TASK PROMPT:
Please reproduce word for word the lines of the entries below, starting at the line containing "Category: white window frame" and continuing through the final line of the entries.

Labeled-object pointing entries

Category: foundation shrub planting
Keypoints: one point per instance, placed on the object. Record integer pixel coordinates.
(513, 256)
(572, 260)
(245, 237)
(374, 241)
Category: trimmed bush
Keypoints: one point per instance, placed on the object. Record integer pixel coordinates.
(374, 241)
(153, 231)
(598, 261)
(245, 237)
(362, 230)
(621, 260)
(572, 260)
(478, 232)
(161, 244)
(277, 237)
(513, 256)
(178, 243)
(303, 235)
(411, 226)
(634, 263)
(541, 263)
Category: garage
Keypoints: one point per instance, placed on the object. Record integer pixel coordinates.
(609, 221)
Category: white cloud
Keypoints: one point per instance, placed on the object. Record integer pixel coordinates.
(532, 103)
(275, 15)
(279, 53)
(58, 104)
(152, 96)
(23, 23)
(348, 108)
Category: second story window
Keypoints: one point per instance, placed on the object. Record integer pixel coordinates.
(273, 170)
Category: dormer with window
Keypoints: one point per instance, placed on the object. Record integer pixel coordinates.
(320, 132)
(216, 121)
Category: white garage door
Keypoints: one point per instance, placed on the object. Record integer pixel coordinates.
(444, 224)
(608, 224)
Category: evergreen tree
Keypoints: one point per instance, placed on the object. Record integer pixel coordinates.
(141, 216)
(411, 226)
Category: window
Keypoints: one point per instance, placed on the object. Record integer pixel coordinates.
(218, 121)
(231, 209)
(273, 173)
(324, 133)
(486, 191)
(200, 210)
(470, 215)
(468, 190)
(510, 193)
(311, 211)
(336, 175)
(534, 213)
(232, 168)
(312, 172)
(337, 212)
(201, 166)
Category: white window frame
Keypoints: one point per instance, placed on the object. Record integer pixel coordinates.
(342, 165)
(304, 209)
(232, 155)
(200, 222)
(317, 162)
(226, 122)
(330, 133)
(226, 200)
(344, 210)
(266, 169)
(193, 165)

ANSWER TO THIS PROBLEM:
Category: white window frame
Keypoints: one point per instance, placed on the object. Record integer pixel coordinates.
(342, 165)
(304, 209)
(232, 155)
(200, 222)
(317, 162)
(226, 122)
(330, 133)
(226, 200)
(344, 210)
(266, 169)
(193, 165)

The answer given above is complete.